DOCUMENT SEGMENT
==================================================

A SWEET SURPRISE.
We’ve been in a constant state of flux for more than half a year now. The world changed so much in such a short period of time, no one was prepared. It’s those moments that make us so thankful for music to get us through the ever evolving surroundings—it’s the thing that keeps us grounded. Ross Newhouse is an emerging artist whom reached out to me and I was pleasantly surprised to hear his music, and he was pleasantly surprised to find out I had a music blog.
His music will remind you of Kevin Garrett, John Mayer, and James Vincent McMorrow. It’s serene, patient, and refreshing and the opposite of the TikTok dance music we’ve all become accustomed to lately. He only has two singles up on Spotify, but both are wonderful expressions of his sound. His light, airy vocals, acoustic-folk foundation, and soft electronic additions take you through the 3-4 minute songs with ease, and let you drift off into a lullaby that is void of the chaos outside. It’s honestly the kind of music that you’d use to let you breakdown and cry it all out and then put back all of the pieces as you wipe away the tears from your face and breathe a sigh of relief. His sound is the familiar childhood friend that always makes you a little nostalgic to see or catch up with or the random person you walked by and then wondered what life they’re living that carries no correlation to yours.
Ross recently released his single “Bluebird”, which you can listen to above. It’s a track that carries you through the narrative of a person trying to mend themselves after heartache. The light guitar plucking serenades you as the song picks up and takes the acoustic melody into a light-pop harmony. “Bluebird” is a beautiful transition of music, a forgiving and understanding sound, and a comforting tune.
The artist also hosts his own TV show called “Stage Banter”, which is a songwriting show for artists to discuss their processes. The series airs every Tuesday at 9 PM EST on Instagram @ross_newhouse.
We’re excited to have had the chance to chat with the creative this week about the inspiration of the song, his show, and his influences.
Here is our interview:
[NM]: What inspired the track “Bluebird”?
[RN]: “The inspiration came from a recollection about a previous relationship. I was in really bad shape and this person put all of herself into making sure that I was feeling better, even when I was ignoring what she also needed out of being together. So I tried to tie that into a metaphor about an immediate distraction, and came up with the feeling of domestication or healing that comes with helping animals. I ran with the idea of a bluebird shattering this persons reflection, as to say, I'm now what you are focused on and not yourself. The second verse paints me as a stray dog that is always going from place to place until this person takes me in.

==================================================

DATA SUPPLIED
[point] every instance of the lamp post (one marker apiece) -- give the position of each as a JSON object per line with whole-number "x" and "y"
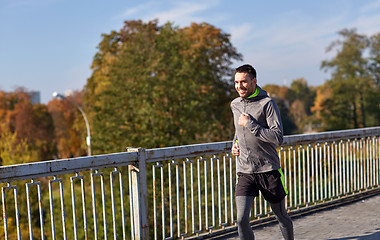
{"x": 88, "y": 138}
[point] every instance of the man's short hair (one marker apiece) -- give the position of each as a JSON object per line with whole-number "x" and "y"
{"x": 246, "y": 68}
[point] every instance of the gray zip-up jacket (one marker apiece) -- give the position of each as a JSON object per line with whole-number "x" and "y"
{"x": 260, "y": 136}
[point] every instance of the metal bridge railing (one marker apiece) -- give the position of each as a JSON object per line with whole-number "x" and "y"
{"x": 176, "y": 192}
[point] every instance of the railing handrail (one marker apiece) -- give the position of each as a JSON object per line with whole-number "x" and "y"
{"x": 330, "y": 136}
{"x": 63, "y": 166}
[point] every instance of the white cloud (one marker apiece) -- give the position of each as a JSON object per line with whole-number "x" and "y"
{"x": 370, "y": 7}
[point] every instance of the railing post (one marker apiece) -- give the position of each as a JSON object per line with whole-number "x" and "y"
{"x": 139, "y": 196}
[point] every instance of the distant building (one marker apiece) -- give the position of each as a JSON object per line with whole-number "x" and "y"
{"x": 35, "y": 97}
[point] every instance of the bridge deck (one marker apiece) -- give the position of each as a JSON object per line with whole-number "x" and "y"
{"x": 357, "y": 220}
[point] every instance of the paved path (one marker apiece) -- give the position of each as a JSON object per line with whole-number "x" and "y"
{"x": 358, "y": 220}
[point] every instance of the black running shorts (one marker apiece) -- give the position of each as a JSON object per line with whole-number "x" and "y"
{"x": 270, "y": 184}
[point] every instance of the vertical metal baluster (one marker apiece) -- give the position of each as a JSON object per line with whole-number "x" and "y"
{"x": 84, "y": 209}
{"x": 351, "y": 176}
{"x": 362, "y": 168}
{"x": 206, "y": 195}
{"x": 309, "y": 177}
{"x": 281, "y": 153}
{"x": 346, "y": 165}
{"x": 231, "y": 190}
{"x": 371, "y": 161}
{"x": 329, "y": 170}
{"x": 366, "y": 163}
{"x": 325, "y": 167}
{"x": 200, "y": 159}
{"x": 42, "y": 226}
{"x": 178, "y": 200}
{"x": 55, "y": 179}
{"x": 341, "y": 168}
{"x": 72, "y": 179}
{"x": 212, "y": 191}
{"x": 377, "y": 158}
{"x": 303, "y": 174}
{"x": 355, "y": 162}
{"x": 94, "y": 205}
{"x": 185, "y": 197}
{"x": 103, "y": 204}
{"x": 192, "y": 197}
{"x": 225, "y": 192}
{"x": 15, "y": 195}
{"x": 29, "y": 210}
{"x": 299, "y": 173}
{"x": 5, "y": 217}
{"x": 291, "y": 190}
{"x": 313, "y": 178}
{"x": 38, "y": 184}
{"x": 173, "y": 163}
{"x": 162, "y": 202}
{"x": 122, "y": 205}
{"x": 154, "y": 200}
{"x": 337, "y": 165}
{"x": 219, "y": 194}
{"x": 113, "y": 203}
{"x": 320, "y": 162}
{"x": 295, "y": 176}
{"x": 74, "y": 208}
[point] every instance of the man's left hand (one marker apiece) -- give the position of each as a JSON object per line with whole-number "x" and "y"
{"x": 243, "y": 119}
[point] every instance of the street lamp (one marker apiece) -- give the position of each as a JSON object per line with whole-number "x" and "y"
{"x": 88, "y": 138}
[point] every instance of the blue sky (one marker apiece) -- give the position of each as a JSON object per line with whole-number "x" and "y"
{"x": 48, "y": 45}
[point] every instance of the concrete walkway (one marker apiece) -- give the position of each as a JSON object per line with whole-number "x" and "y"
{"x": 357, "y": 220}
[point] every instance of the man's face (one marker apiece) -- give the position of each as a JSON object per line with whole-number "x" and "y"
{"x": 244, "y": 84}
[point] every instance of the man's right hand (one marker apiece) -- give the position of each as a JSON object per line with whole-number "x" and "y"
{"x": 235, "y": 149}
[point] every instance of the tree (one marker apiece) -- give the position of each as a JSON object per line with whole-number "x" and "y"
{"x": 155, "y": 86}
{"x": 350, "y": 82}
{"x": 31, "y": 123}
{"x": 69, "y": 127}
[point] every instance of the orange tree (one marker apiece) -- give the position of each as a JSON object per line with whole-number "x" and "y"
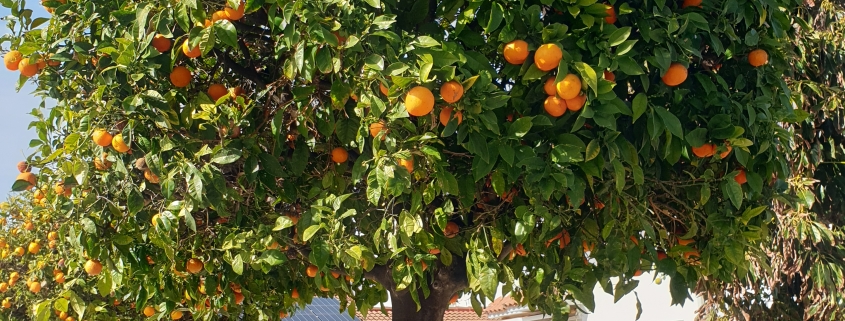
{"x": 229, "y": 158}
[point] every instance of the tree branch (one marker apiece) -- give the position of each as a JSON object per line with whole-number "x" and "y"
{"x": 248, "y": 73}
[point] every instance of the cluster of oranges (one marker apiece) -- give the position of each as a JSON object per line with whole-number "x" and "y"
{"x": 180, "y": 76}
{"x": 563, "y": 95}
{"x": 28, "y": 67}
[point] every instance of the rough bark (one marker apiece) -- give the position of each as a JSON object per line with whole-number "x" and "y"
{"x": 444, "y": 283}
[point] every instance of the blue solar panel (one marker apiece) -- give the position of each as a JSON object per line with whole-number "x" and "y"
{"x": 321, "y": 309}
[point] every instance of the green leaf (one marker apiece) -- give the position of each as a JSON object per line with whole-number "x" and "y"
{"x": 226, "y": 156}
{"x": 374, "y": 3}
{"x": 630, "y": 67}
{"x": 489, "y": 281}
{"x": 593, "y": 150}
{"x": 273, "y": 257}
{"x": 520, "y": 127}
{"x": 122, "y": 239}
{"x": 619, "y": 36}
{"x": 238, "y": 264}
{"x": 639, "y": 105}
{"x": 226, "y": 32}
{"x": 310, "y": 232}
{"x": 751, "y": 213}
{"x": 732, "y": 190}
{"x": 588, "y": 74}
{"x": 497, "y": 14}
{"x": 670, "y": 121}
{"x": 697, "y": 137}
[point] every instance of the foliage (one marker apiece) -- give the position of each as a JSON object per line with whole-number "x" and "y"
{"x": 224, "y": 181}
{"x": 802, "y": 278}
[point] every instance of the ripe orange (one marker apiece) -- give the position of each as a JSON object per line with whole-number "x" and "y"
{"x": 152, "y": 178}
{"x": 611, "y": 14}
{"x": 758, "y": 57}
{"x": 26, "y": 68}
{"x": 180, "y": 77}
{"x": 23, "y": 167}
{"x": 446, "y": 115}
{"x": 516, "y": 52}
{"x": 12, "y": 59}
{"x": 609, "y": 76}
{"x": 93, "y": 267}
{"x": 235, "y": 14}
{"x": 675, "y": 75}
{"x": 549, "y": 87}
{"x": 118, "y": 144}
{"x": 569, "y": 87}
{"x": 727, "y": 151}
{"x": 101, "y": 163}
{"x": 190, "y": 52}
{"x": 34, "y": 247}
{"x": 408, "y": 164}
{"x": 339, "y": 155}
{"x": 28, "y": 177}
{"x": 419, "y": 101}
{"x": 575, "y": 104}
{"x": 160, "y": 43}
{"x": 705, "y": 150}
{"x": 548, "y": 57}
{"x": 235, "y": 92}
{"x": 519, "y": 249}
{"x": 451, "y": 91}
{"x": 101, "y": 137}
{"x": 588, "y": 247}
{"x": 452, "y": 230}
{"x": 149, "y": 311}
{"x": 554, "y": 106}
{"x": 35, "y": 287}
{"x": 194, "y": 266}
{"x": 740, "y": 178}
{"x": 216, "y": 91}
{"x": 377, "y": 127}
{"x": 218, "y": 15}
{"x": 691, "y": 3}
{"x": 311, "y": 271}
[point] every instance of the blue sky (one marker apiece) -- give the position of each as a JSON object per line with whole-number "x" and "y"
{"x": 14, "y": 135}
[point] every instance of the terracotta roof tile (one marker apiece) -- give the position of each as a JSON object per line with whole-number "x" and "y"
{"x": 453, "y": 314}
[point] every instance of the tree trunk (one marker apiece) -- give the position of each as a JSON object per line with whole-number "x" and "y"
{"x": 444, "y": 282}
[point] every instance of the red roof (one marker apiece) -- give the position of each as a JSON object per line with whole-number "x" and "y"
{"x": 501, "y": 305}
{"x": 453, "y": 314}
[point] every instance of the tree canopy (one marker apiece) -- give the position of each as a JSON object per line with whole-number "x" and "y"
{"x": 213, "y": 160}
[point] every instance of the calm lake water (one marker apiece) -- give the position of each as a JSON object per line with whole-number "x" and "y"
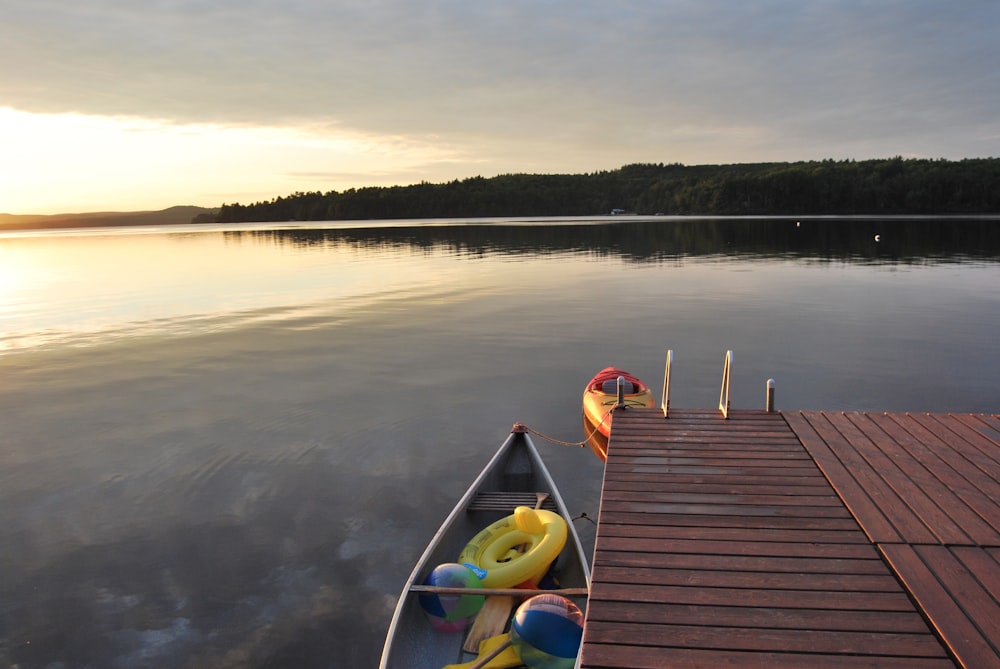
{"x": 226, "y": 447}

==================================================

LIST OF TASKS
1. According to the post about Ross Newhouse, on what day, at what time, and on what platform does "Stage Banter" air?
2. Reproduce the passage of the post about Ross Newhouse starting with "Here is our" and going on through "takes me in.".
3. Carry on the post about Ross Newhouse from the point at which it stops.

ANSWERS PROVIDED
1. Every Tuesday at 9 PM EST, on Instagram @ross_newhouse.

2.
Here is our interview:
[NM]: What inspired the track “Bluebird”?
[RN]: “The inspiration came from a recollection about a previous relationship. I was in really bad shape and this person put all of herself into making sure that I was feeling better, even when I was ignoring what she also needed out of being together. So I tried to tie that into a metaphor about an immediate distraction, and came up with the feeling of domestication or healing that comes with helping animals. I ran with the idea of a bluebird shattering this persons reflection, as to say, I'm now what you are focused on and not yourself. The second verse paints me as a stray dog that is always going from place to place until this person takes me in.

3.
The song is designed to be positive for me and negative for the other person, depending on whose viewpoint you listen from. Lines like ‘just imagine if you weren't standing there’ are supposed to mean ‘just imagine where I'd be without you’ or ‘imagine what you could have focused on without me.’ I like to give songs a double meaning.”
[NM]: Who are some of your influences/inspirations? (Music or not music related) [RN]: “My inspirations have to do with people I meet and conversations I have. I'll often hear a really interesting point of view or a story, and put that into a narrative form. Focusing on writing "relationship-based" songs means I can filter a lot of these stories through the eyes of love interest. My musical inspirations are artists like Adam Melchor, Field Medic, Joni Mitchell, Bob Dylan, I find they're the best storytellers I've heard.”
[NM]: Why did you choose music as your channel or medium for self-expression? [RN]: “I first played trumpet, and then was encouraged to take up guitar after my parents could no longer take it. That was in the 5th grade, so I've really known no other way of expression besides music. I also thank my babysitter at the time for playing Modest Mouse and showing me that beautiful things can come from bleak surroundings. I also host a songwriting show now.”
[NM]: What is your detour? Something you do outside of music like a passion project, hobby, or fun fact?
[RN]: “I've really enjoyed this point and shoot camera. There's a slowness about film photography that makes you really think about the composition and it's helped me slow down other parts of my life that seem so instantaneous. I think patience is a good thing and shooting film teaches you that. I also find I can take images based on my music and make it an extension of that art form without having to be directly related.”